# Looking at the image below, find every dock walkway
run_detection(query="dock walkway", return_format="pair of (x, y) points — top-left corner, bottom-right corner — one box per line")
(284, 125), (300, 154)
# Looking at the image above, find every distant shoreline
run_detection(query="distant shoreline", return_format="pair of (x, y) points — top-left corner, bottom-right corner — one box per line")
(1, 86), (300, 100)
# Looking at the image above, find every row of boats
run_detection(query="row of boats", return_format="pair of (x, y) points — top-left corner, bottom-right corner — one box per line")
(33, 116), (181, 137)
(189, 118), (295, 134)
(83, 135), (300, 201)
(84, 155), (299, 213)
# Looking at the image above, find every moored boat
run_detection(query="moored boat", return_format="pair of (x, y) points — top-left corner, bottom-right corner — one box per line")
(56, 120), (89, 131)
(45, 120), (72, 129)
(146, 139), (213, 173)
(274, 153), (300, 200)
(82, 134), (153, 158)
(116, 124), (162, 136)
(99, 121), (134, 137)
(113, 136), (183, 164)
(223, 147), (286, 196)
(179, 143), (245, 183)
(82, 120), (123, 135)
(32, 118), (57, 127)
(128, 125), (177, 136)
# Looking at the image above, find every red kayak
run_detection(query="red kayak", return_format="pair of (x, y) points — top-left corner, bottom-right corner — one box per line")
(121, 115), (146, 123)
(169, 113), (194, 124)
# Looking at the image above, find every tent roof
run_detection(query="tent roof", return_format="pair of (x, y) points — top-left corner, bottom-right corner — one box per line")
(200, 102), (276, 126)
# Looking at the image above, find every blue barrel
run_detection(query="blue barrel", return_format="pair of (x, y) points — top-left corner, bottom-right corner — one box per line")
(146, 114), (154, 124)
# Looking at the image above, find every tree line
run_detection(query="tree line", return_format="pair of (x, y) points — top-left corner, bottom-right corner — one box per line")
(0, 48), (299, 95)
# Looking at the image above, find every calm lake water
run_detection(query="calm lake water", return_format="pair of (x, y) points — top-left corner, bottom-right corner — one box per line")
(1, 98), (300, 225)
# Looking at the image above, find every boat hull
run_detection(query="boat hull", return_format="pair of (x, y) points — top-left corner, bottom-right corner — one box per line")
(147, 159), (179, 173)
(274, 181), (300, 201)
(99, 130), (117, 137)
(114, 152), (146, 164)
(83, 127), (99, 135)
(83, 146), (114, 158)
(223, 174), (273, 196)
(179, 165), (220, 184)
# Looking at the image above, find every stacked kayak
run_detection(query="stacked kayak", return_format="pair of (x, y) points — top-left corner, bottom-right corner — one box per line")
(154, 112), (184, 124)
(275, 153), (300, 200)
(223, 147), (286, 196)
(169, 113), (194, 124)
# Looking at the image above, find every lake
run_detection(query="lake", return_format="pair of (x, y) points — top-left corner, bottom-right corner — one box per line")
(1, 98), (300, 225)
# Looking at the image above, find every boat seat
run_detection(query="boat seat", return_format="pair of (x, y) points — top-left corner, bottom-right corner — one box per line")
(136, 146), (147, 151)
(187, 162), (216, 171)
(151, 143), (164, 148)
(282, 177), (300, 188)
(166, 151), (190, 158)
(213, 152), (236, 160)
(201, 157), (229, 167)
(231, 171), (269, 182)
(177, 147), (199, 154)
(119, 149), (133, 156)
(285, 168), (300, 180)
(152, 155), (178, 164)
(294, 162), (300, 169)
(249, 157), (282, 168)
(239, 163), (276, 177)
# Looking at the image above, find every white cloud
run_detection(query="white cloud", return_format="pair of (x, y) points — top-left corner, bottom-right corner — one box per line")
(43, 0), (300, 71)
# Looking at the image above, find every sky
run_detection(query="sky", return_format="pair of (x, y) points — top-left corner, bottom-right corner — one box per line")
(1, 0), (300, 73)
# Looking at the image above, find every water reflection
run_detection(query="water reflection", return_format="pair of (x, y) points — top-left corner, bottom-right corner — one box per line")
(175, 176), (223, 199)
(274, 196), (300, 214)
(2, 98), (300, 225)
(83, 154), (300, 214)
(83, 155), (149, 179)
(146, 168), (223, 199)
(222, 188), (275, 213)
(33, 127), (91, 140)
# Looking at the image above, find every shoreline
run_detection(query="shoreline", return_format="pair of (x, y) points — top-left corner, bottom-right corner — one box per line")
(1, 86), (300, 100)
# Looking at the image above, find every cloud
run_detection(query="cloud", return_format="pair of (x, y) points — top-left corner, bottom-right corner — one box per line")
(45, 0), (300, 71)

☆ ☆ ☆ ☆ ☆

*Task*
Only the lines above starting with the one with "# Looking at the image above, find every tent" and going through the one with "# Looking at the image above, find every white" are to be copied, word for word and with both ends kept.

*Result*
# Looking at the image above, find every tent roof
run_detection(query="tent roof", return_format="pair of (x, y) points — top-left corner, bottom-right corner — one box per line")
(200, 102), (276, 126)
# Looking at the image above, find every blue barrel
run_detection(query="blue barrel", return_format="pair of (x, y) points — top-left corner, bottom-right corner — one box per line")
(146, 114), (154, 124)
# Looking at the image above, find every tree line
run_detection(query="tree line", return_format="pair of (x, y) points — top-left corner, bottom-right corner — one box per line")
(0, 48), (299, 95)
# Looking at the image above, find every calm lake water
run_detection(query="calm lake water", return_format="pair of (x, y) points — top-left corner, bottom-right corner — one box per line")
(1, 98), (300, 225)
# Looking at the image above, find every boat hull
run_detection(query="boat hull", return_format="pair of (x, y) points — top-left corner, bottom-right corner — one box per line")
(147, 159), (179, 173)
(274, 181), (300, 201)
(99, 130), (117, 137)
(114, 152), (146, 164)
(83, 127), (99, 135)
(83, 146), (114, 158)
(223, 174), (273, 196)
(179, 165), (220, 184)
# Looking at the image above, find every stacked kayak
run_detection(query="stacked kayak", return_format="pair of (x, y) points — top-left corner, bottom-right corner — one box per line")
(154, 112), (184, 124)
(275, 153), (300, 200)
(223, 147), (286, 196)
(169, 113), (194, 124)
# Looking at the image above, find every lake
run_detection(query="lake", return_format="pair of (x, y) points — top-left corner, bottom-right corner — one box per line")
(1, 98), (300, 225)
# Looking at the image above, find every boat seat
run_detection(query="boat seat", return_format="pair of (x, y) points — top-left corner, bottom-right corner — one box per line")
(136, 146), (147, 151)
(187, 162), (216, 171)
(151, 143), (164, 148)
(282, 177), (300, 188)
(166, 151), (190, 158)
(213, 152), (236, 160)
(201, 157), (229, 167)
(231, 171), (269, 182)
(177, 147), (199, 154)
(119, 149), (133, 156)
(285, 168), (300, 180)
(152, 155), (178, 164)
(294, 162), (300, 169)
(249, 157), (282, 168)
(239, 163), (276, 177)
# Looking at the image above, find every white cloud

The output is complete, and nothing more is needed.